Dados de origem
^^^^^^^^^^^^^^^^
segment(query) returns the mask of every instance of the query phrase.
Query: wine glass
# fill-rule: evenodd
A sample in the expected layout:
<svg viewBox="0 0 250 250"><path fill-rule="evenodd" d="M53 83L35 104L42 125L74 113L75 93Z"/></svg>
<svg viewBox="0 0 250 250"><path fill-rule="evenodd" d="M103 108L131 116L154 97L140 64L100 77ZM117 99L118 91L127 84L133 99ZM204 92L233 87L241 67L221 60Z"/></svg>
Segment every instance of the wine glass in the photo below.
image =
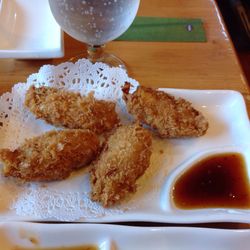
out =
<svg viewBox="0 0 250 250"><path fill-rule="evenodd" d="M88 59L125 68L116 56L103 52L104 44L124 33L133 22L140 0L49 0L61 28L87 44Z"/></svg>

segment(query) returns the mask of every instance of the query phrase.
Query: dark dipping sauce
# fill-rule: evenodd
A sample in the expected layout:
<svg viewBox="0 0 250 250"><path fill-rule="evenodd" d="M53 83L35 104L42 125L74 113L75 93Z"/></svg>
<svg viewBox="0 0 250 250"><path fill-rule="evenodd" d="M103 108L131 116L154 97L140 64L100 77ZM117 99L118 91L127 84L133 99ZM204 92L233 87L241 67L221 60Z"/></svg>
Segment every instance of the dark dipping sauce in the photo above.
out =
<svg viewBox="0 0 250 250"><path fill-rule="evenodd" d="M224 153L199 161L176 180L172 198L181 209L250 208L250 184L243 156Z"/></svg>

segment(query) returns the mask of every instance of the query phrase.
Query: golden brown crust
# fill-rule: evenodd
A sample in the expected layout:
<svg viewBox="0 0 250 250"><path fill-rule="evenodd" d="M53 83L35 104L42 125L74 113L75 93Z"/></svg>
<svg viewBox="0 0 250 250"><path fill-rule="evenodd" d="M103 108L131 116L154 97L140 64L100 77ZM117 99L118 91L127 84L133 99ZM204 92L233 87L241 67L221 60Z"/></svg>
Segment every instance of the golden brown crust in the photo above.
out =
<svg viewBox="0 0 250 250"><path fill-rule="evenodd" d="M92 94L82 97L56 88L31 86L25 105L37 118L55 126L90 129L101 134L119 123L115 103L96 100Z"/></svg>
<svg viewBox="0 0 250 250"><path fill-rule="evenodd" d="M139 125L117 128L91 171L92 199L107 207L135 192L149 166L151 144L150 132Z"/></svg>
<svg viewBox="0 0 250 250"><path fill-rule="evenodd" d="M208 122L190 102L165 92L140 86L129 94L129 84L123 88L128 112L155 129L163 138L201 136Z"/></svg>
<svg viewBox="0 0 250 250"><path fill-rule="evenodd" d="M26 140L14 151L0 150L3 173L25 181L52 181L88 165L100 150L97 136L88 130L50 131Z"/></svg>

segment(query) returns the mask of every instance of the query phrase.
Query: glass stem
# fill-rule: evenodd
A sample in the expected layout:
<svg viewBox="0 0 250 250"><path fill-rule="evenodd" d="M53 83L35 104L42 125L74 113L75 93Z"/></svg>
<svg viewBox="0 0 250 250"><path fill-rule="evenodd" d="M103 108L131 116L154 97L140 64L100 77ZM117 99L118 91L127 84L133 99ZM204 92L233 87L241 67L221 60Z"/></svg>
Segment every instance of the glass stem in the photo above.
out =
<svg viewBox="0 0 250 250"><path fill-rule="evenodd" d="M88 59L93 63L100 61L103 56L103 48L104 45L88 45Z"/></svg>

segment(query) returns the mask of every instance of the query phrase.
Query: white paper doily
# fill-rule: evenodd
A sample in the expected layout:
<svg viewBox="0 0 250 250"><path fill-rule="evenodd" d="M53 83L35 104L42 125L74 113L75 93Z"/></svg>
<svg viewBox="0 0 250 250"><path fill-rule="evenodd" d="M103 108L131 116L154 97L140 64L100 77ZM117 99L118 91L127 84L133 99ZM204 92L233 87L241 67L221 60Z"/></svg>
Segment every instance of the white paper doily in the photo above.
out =
<svg viewBox="0 0 250 250"><path fill-rule="evenodd" d="M110 68L103 63L92 64L86 59L76 63L65 62L57 66L41 67L38 73L28 77L26 83L14 85L11 93L5 93L0 97L0 147L13 150L25 139L55 129L46 122L36 119L24 107L25 93L31 85L56 87L79 92L83 96L94 91L97 99L116 102L116 110L121 121L126 122L129 117L127 117L121 91L125 82L133 85L132 91L138 86L138 82L129 78L123 69ZM86 174L83 176L87 178ZM2 176L0 178L0 185L13 185L12 189L16 194L14 188L16 183ZM46 188L40 183L23 184L21 188L19 187L21 191L18 195L13 194L13 201L9 202L10 208L20 216L63 221L121 212L119 209L104 209L92 202L88 196L89 188L86 190L86 185L83 188L83 182L83 177L77 176L62 182L48 183ZM85 180L85 183L87 182Z"/></svg>

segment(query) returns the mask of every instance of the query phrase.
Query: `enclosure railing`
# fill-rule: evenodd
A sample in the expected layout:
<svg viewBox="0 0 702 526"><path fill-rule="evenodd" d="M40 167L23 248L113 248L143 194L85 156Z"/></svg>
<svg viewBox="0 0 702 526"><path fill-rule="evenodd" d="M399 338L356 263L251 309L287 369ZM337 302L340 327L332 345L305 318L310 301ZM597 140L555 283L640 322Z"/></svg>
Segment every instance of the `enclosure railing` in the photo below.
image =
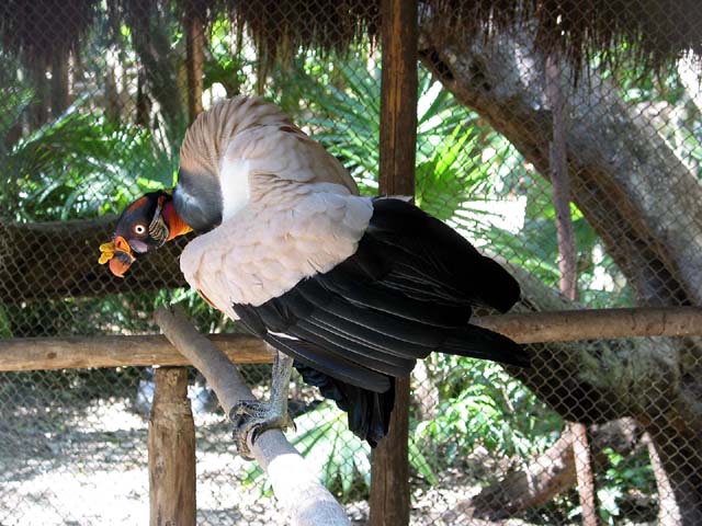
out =
<svg viewBox="0 0 702 526"><path fill-rule="evenodd" d="M511 313L476 317L474 323L506 334L519 343L702 336L702 307ZM259 339L242 334L211 334L207 338L235 364L272 362L273 351ZM195 432L185 398L186 374L184 369L165 367L190 364L165 336L0 341L0 371L148 365L162 367L156 375L149 420L150 524L194 524ZM159 458L155 459L155 455Z"/></svg>

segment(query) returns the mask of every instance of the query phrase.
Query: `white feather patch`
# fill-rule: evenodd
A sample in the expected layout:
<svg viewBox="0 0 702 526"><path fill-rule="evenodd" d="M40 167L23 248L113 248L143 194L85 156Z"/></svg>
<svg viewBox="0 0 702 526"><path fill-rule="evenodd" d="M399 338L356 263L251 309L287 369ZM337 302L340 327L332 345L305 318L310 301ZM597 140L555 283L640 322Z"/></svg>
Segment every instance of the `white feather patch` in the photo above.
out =
<svg viewBox="0 0 702 526"><path fill-rule="evenodd" d="M251 198L249 173L251 163L246 159L224 157L219 168L222 187L222 220L231 219Z"/></svg>
<svg viewBox="0 0 702 526"><path fill-rule="evenodd" d="M353 255L373 215L370 197L281 190L285 198L250 202L183 250L188 283L229 316L233 304L259 306Z"/></svg>

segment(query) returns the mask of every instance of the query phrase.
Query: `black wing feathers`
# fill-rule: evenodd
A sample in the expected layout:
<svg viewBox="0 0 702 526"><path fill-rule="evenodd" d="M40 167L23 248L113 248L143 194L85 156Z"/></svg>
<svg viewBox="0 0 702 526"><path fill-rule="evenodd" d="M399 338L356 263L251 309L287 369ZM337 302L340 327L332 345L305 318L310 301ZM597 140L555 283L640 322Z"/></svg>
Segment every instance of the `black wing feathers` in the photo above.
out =
<svg viewBox="0 0 702 526"><path fill-rule="evenodd" d="M417 358L438 351L529 362L508 338L468 323L473 306L508 310L519 299L514 278L416 206L392 198L373 206L351 258L261 306L234 306L372 444L387 432L394 378Z"/></svg>

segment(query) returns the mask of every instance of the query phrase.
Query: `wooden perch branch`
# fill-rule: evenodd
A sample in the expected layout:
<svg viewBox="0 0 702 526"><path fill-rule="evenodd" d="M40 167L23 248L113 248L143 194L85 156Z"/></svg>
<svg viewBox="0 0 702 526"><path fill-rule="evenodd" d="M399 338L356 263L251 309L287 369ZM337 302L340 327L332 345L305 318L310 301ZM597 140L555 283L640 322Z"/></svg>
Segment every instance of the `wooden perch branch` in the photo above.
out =
<svg viewBox="0 0 702 526"><path fill-rule="evenodd" d="M474 318L473 323L519 343L635 336L702 336L702 307L528 312ZM204 336L202 336L204 338ZM207 336L237 364L267 364L273 353L242 334ZM188 365L160 335L0 340L0 371Z"/></svg>
<svg viewBox="0 0 702 526"><path fill-rule="evenodd" d="M702 335L702 307L563 310L474 318L519 343Z"/></svg>
<svg viewBox="0 0 702 526"><path fill-rule="evenodd" d="M238 401L256 399L236 366L192 327L182 311L171 313L161 307L155 319L173 346L205 376L227 414ZM267 472L273 493L287 511L292 525L350 524L343 508L319 483L283 433L270 430L261 434L252 454Z"/></svg>

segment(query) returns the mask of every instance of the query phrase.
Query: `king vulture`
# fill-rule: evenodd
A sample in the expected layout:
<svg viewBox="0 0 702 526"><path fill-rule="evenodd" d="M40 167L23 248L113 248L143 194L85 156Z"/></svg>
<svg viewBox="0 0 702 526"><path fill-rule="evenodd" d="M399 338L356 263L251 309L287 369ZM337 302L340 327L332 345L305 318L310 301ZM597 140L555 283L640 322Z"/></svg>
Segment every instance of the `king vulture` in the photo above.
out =
<svg viewBox="0 0 702 526"><path fill-rule="evenodd" d="M279 351L270 402L230 414L245 456L262 431L291 423L293 365L374 446L395 378L430 352L529 363L514 342L469 323L474 306L505 312L519 299L505 268L407 201L360 196L337 159L261 99L196 118L178 185L129 205L101 262L123 276L191 229L199 236L180 258L188 283Z"/></svg>

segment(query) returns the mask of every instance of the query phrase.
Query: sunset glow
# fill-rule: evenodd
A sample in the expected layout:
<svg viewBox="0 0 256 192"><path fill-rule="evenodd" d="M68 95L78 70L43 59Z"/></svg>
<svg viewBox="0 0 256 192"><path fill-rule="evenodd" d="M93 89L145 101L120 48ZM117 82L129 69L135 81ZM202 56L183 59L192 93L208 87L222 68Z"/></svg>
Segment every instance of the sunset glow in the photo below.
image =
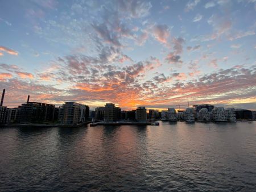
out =
<svg viewBox="0 0 256 192"><path fill-rule="evenodd" d="M256 108L255 1L3 1L4 105Z"/></svg>

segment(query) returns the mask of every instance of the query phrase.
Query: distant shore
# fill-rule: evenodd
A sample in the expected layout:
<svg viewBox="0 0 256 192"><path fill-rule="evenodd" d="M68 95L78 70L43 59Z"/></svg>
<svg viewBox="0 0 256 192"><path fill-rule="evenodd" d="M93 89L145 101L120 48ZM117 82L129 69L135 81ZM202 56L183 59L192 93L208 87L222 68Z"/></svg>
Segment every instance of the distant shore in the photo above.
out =
<svg viewBox="0 0 256 192"><path fill-rule="evenodd" d="M92 123L91 121L76 124L63 123L6 123L0 124L3 127L79 127Z"/></svg>

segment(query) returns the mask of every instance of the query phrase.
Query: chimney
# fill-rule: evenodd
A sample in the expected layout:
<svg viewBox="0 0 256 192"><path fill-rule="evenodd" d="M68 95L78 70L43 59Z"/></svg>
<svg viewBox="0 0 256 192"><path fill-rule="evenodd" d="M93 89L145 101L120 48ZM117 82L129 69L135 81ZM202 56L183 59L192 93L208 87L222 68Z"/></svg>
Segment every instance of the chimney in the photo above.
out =
<svg viewBox="0 0 256 192"><path fill-rule="evenodd" d="M2 94L2 99L1 99L1 103L0 103L0 106L3 106L3 98L5 98L5 89L3 89L3 93Z"/></svg>

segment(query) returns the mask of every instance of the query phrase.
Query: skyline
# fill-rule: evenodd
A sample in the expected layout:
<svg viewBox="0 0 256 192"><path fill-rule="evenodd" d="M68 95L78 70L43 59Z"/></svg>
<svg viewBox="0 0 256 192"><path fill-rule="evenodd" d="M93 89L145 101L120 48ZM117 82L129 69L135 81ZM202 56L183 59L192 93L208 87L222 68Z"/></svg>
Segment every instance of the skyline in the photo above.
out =
<svg viewBox="0 0 256 192"><path fill-rule="evenodd" d="M256 108L255 1L1 4L4 105Z"/></svg>

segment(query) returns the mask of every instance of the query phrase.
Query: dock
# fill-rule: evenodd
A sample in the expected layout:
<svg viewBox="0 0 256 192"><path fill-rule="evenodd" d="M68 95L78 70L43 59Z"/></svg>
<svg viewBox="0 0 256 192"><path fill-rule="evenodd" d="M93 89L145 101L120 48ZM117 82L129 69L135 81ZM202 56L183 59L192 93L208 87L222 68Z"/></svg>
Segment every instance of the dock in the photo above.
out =
<svg viewBox="0 0 256 192"><path fill-rule="evenodd" d="M158 122L97 122L90 124L90 127L97 126L159 126Z"/></svg>

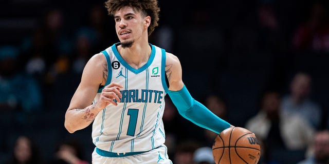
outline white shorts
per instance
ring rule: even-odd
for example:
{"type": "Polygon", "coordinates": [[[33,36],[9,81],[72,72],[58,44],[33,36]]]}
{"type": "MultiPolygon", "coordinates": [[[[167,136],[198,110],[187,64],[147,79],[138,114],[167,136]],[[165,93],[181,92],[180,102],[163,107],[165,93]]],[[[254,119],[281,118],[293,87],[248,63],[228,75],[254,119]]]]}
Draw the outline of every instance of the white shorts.
{"type": "Polygon", "coordinates": [[[108,157],[101,156],[94,150],[92,155],[93,164],[172,164],[167,153],[164,145],[141,154],[120,157],[108,157]]]}

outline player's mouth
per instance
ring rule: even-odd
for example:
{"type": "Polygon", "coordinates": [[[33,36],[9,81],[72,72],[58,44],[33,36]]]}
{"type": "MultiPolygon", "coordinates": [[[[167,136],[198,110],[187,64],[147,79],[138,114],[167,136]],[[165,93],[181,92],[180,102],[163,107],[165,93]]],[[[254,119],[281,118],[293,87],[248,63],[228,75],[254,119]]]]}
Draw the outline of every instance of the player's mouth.
{"type": "Polygon", "coordinates": [[[130,30],[123,29],[120,30],[119,35],[120,35],[121,37],[126,37],[131,33],[131,32],[130,30]]]}

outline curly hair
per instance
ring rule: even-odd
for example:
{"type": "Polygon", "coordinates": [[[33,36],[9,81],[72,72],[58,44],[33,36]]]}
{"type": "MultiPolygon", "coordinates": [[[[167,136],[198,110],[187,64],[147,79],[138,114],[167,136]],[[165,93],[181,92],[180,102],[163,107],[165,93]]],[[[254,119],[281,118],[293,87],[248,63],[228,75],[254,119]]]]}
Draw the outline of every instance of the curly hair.
{"type": "Polygon", "coordinates": [[[114,15],[116,11],[124,6],[130,6],[145,16],[150,16],[151,22],[148,29],[149,36],[158,25],[160,8],[157,0],[108,0],[105,3],[105,6],[110,15],[114,15]]]}

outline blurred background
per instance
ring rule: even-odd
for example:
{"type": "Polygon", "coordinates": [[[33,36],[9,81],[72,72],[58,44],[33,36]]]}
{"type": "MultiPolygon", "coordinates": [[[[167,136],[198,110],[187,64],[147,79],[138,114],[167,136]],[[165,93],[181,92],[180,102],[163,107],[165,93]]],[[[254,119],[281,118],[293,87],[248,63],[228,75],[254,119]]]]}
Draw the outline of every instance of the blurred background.
{"type": "MultiPolygon", "coordinates": [[[[329,129],[329,1],[159,1],[150,43],[178,57],[195,99],[255,133],[260,163],[318,157],[315,138],[329,129]]],[[[104,2],[0,0],[0,163],[91,163],[91,126],[69,134],[64,120],[86,62],[119,42],[104,2]]],[[[195,150],[216,134],[166,99],[170,158],[208,163],[195,150]]]]}

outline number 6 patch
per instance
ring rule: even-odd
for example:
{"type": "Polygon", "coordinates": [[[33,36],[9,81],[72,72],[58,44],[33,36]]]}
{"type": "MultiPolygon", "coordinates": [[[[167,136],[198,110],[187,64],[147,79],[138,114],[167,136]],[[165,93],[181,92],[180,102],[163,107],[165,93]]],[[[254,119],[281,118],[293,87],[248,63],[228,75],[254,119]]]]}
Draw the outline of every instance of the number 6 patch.
{"type": "Polygon", "coordinates": [[[112,65],[112,68],[115,70],[120,68],[120,63],[118,61],[114,61],[112,62],[111,65],[112,65]]]}

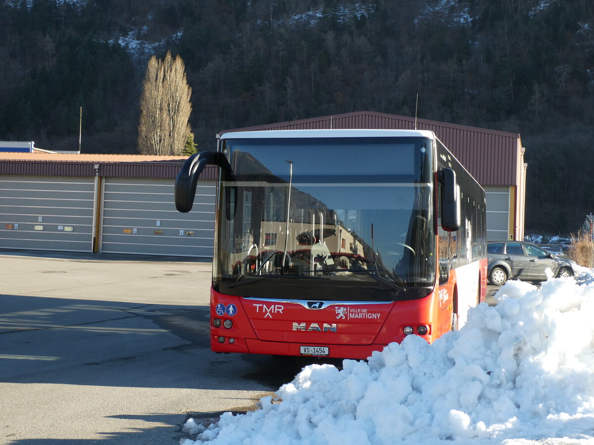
^^^^^^^^^^^^^^^^
Enunciado da tarefa:
Reproduza as linhas dos registros a partir do início e pare depois da linha que contém "59L125 68L116 56L103", incluindo essa linha. Não inclua as imagens na resposta.

Tarefa concluída:
segment(query) returns the mask of every instance of the query phrase.
Query: wine glass
# fill-rule: evenodd
A sample in the expected layout:
<svg viewBox="0 0 250 250"><path fill-rule="evenodd" d="M53 83L35 104L42 125L74 113L75 93Z"/></svg>
<svg viewBox="0 0 250 250"><path fill-rule="evenodd" d="M103 108L131 116L154 97L140 64L100 77ZM117 99L118 91L127 84L133 99ZM204 92L233 87L241 67L221 60Z"/></svg>
Segment every instance of the wine glass in the photo below.
image =
out =
<svg viewBox="0 0 250 250"><path fill-rule="evenodd" d="M88 59L125 68L116 56L103 52L104 44L124 33L133 22L140 0L49 0L61 28L87 44Z"/></svg>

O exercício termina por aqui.